EXERCISE DETAILS
Write out every line of the material below as a JSON list of strings, one string per line, and leave out any blank lines.

AVAILABLE RECORDS
——————
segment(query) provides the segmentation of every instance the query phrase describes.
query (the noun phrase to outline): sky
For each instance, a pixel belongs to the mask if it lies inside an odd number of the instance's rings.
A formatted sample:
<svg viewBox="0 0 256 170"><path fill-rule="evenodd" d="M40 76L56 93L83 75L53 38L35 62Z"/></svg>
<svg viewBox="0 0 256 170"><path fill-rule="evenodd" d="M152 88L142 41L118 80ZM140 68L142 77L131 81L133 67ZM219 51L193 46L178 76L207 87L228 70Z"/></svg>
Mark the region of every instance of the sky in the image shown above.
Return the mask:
——————
RESULT OF THE EXERCISE
[
  "segment(query) provides the segmentation of every instance the query phrase describes.",
  "query (the noun phrase to outline): sky",
  "For each instance, a pixel belongs to the mask if it lies inside an odd number of the instance's rings.",
  "A formatted sample:",
  "<svg viewBox=\"0 0 256 170\"><path fill-rule=\"evenodd\" d=\"M40 76L56 93L83 75L53 38L35 62Z\"/></svg>",
  "<svg viewBox=\"0 0 256 170\"><path fill-rule=\"evenodd\" d=\"M152 88L142 41L118 80ZM140 68L142 77L131 81L133 67ZM219 51L193 46L178 76L207 87L228 70Z\"/></svg>",
  "Mark the region of every instance of the sky in the image shown above.",
  "Return the mask:"
]